Just as random information, I was curious so went hunting, and so far this is what I can find from the Vatican on the limits of sexual practices (stress mine):

Quote:

9. This love is above all fully human, a compound of sense and spirit. [...] It is a love which is total—that very special form of personal friendship in which husband and wife generously share everything, allowing no unreasonable exceptions and not thinking solely of their own convenience. [...] Married love is also faithful and exclusive of all other, and this until death. [...] Finally, this love is fecund. It is not confined wholly to the loving interchange of husband and wife; it also contrives to go beyond this to bring new life into being.

12. [...] And if each of these essential qualities, the unitive and the procreative, is preserved, the use of marriage fully retains its sense of true mutual love and its ordination to the supreme responsibility of parenthood to which man is called.

*TASKS TO PERFORM*:
[1] Reproduce the part of the post on married love between "12. [...] And" and "man is called.", inclusive.
[2] List each line of the listing that contains the word "wheel".
The post and the listing that follows are unrelated to each other.

Pointing records
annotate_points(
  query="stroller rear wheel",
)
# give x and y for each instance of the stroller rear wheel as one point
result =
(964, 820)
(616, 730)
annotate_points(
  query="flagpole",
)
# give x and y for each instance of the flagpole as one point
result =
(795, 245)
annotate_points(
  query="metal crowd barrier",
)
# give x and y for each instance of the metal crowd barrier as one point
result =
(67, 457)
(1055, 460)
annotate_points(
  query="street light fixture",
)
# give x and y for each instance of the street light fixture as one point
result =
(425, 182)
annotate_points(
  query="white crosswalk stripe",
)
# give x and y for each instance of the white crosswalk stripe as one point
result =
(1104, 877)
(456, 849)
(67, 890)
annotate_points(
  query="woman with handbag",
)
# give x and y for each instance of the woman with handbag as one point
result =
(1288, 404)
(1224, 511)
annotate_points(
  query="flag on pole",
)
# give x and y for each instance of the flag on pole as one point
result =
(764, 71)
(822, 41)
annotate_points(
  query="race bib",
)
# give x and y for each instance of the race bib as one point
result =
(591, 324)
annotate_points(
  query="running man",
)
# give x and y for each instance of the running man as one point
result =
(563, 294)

*SOLUTIONS TO THE PROBLEMS*:
[1]
12. [...] And if each of these essential qualities, the unitive and the procreative, is preserved, the use of marriage fully retains its sense of true mutual love and its ordination to the supreme responsibility of parenthood to which man is called.

[2]
  query="stroller rear wheel",
# give x and y for each instance of the stroller rear wheel as one point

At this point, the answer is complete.